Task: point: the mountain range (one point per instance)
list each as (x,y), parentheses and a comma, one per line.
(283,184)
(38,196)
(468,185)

Goal
Reproduce every one of the records above line for line, without altering any character.

Solution to this exercise
Task: point: the mountain range (one point per instance)
list each as (x,y), parentheses and a comma, one per line.
(283,184)
(38,196)
(468,185)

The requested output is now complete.